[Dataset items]
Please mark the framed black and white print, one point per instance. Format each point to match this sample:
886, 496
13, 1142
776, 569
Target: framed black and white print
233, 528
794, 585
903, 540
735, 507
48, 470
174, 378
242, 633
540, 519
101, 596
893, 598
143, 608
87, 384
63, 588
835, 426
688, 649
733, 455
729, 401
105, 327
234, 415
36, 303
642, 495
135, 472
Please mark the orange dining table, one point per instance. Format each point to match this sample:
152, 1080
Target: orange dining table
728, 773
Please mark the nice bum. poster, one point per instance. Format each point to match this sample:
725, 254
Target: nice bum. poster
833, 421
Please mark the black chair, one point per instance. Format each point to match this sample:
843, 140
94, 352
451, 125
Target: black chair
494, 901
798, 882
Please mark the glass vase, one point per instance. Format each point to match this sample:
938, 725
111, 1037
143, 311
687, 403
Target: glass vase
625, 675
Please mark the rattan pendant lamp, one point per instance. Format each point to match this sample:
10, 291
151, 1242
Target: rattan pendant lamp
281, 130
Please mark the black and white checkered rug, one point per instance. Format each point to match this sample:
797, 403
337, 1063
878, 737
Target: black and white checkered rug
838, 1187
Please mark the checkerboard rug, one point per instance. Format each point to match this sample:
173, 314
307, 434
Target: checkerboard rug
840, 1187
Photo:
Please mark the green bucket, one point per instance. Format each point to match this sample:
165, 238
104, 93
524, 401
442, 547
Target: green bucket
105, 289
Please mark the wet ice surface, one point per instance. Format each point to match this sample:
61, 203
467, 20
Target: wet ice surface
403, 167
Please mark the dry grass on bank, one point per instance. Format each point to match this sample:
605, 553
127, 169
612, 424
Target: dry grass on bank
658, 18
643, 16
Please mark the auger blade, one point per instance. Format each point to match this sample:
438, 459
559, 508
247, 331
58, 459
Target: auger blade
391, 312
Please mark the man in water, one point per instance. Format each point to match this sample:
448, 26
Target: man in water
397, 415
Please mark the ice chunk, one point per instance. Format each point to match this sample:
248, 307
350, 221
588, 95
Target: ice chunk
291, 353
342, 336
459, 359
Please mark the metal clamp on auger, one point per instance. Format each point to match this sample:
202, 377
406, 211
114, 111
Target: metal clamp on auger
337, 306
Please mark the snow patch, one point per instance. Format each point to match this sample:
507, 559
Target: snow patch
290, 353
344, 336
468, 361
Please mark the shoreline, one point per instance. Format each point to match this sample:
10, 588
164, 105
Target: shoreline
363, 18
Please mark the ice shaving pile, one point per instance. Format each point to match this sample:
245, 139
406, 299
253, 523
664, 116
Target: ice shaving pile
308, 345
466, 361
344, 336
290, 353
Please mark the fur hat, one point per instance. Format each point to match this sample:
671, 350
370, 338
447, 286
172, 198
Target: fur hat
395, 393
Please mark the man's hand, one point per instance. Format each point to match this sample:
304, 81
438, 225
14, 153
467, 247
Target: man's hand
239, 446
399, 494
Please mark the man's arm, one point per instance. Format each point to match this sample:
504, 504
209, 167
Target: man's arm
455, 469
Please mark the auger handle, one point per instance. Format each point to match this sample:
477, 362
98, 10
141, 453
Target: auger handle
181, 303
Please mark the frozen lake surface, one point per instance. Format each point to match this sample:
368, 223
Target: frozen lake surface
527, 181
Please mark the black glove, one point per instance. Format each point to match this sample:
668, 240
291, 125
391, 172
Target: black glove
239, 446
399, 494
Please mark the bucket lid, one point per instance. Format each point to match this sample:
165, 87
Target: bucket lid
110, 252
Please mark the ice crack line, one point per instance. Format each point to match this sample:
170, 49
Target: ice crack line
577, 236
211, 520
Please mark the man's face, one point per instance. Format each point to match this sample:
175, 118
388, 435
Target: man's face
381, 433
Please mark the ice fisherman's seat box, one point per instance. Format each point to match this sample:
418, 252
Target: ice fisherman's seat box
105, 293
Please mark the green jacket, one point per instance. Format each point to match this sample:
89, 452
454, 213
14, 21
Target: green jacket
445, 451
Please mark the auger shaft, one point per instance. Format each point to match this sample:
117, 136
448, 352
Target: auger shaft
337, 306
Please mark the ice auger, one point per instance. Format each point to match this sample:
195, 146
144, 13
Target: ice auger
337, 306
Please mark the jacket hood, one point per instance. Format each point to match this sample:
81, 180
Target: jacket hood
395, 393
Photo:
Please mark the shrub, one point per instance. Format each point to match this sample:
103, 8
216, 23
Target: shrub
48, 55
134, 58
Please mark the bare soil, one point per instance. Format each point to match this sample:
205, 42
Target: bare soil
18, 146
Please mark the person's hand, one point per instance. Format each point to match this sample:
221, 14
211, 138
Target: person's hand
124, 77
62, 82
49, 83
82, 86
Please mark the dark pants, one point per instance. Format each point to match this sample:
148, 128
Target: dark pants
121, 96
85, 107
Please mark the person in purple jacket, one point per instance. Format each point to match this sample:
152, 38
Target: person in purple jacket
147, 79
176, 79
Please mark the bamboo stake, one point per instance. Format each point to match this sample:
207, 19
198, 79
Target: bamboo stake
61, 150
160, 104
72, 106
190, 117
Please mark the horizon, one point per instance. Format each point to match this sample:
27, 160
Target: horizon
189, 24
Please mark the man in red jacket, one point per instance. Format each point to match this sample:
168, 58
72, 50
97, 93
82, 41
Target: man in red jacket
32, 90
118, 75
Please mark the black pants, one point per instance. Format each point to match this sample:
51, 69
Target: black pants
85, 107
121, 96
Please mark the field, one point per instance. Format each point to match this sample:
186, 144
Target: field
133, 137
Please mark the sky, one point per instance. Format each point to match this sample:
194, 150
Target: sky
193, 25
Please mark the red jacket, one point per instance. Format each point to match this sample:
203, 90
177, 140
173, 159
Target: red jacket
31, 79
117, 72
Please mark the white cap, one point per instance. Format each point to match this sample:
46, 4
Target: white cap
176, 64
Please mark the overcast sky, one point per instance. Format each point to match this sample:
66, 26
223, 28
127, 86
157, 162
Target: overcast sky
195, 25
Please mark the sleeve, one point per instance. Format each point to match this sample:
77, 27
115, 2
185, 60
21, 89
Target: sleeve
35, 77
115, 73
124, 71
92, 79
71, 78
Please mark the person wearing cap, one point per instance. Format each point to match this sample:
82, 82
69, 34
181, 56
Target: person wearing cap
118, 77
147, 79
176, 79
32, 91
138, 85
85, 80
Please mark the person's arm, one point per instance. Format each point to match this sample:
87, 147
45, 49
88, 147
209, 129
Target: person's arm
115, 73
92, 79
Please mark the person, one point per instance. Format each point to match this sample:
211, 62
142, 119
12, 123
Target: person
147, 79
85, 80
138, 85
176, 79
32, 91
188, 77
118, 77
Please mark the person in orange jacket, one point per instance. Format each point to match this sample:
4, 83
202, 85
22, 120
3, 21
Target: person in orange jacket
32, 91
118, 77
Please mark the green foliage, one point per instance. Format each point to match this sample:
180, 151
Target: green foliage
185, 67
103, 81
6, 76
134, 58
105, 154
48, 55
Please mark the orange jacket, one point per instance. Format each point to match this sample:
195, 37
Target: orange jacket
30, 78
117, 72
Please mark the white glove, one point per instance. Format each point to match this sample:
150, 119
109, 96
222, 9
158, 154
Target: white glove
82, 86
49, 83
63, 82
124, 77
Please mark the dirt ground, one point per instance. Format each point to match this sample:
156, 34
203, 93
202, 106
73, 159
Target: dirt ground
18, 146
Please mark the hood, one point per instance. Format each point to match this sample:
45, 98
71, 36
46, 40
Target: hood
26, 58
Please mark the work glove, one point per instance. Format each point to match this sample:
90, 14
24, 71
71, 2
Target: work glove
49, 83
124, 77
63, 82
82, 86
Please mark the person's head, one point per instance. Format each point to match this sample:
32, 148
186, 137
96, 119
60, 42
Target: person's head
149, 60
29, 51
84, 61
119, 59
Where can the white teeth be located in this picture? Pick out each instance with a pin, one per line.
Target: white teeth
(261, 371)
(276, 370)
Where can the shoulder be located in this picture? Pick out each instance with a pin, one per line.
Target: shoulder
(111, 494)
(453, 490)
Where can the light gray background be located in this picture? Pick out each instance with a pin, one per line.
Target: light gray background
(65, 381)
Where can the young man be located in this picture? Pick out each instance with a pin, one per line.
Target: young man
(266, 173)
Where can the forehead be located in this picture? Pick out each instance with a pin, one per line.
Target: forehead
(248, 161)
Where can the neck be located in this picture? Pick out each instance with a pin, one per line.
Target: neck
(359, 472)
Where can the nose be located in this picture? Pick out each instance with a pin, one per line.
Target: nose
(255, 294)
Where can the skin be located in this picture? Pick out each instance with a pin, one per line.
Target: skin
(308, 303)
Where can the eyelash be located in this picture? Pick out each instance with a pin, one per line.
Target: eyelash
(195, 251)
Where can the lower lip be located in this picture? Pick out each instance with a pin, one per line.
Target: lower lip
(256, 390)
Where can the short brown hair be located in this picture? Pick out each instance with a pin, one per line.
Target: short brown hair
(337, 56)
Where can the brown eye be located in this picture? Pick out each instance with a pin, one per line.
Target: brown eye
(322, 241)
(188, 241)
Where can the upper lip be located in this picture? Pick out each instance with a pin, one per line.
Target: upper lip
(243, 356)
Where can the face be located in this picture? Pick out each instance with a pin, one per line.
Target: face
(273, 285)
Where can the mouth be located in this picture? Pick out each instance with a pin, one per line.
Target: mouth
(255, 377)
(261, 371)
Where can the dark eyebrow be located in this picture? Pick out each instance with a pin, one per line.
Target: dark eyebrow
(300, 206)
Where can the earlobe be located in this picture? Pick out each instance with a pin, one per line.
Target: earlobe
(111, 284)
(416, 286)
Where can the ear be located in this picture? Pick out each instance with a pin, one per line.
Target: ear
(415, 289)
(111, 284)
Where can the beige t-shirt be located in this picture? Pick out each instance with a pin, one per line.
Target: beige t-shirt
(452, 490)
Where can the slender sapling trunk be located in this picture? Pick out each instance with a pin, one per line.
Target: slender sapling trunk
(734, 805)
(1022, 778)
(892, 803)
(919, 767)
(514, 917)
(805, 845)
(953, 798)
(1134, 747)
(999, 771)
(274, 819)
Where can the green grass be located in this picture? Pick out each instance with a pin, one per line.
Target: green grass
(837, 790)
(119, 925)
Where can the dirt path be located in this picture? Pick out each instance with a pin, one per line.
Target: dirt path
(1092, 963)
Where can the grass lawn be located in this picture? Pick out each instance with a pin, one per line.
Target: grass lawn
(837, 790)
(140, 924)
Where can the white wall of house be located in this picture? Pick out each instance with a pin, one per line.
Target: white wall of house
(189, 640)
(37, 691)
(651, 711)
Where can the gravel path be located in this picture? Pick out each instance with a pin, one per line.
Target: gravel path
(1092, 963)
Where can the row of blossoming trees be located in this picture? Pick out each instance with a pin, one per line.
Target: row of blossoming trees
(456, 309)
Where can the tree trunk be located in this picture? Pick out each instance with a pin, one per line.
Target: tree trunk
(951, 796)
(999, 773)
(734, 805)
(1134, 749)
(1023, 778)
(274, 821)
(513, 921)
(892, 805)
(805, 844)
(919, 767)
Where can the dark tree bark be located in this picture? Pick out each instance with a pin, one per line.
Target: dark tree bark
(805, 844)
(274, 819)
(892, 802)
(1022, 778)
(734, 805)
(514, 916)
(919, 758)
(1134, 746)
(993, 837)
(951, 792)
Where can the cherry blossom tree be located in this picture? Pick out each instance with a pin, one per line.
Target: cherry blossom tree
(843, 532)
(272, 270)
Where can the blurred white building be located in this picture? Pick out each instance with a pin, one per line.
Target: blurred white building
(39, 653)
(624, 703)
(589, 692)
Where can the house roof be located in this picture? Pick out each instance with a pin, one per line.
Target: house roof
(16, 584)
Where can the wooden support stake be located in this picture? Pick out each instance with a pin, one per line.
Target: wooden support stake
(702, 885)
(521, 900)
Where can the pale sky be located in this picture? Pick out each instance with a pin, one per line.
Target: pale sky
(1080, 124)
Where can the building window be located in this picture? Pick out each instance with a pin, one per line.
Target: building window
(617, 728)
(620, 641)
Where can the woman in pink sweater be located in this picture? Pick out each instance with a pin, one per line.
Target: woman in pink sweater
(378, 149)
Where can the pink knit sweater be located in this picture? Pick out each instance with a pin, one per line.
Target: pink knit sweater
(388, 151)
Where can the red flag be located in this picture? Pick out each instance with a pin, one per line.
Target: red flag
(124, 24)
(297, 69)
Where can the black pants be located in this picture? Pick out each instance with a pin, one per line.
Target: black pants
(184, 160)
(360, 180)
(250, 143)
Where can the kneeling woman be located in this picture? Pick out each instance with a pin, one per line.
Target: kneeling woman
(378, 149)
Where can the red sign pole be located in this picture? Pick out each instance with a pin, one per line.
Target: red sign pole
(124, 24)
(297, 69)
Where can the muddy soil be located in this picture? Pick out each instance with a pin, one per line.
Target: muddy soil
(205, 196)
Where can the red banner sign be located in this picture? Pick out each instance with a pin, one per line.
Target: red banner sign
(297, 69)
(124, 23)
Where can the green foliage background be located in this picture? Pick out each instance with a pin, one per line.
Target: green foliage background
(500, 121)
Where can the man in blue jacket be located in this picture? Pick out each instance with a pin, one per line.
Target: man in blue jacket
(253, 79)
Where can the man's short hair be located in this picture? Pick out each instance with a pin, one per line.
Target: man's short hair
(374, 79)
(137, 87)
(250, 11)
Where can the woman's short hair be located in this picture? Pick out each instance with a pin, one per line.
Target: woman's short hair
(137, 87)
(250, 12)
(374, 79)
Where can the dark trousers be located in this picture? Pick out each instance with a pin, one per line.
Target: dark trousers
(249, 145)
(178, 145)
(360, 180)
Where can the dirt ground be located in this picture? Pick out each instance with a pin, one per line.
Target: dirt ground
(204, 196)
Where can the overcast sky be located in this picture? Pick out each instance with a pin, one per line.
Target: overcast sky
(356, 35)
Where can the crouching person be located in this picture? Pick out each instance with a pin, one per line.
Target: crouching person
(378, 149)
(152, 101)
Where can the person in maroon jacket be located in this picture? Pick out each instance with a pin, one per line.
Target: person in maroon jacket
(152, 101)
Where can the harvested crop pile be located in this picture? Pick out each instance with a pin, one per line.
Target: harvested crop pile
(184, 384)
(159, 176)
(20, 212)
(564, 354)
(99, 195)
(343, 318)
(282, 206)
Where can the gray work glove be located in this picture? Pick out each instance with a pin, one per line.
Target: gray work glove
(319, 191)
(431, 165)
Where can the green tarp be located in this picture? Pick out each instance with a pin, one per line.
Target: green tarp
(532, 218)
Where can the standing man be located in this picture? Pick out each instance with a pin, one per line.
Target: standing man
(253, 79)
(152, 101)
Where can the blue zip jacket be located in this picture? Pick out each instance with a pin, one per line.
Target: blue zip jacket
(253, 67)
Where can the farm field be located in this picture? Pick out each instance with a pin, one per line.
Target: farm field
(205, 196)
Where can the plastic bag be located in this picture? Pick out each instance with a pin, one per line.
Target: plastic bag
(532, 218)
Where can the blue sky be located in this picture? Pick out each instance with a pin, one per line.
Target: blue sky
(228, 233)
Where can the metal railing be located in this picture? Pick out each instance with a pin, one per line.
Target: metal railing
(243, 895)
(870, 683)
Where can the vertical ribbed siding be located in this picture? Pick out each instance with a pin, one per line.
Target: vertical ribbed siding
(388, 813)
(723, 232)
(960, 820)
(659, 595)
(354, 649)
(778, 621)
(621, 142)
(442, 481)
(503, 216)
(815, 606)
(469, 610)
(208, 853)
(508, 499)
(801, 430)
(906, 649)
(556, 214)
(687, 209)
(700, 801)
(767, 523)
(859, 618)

= Problem to work on =
What you give back should be only the lines of the records above, starting at the line with "Where can the green foliage" and ending at the line with "Where can the man's", restated word for word.

= Final answer =
Where can the green foliage background be located in this picture? Pick out each instance with a pin, one per line.
Target: green foliage background
(500, 121)
Where can the man in blue jacket be located in this picture? Pick out each instance with a pin, one per line.
Target: man in blue jacket
(253, 79)
Where can the man's short hair be located in this picture? Pick out each instance with a pin, one per line.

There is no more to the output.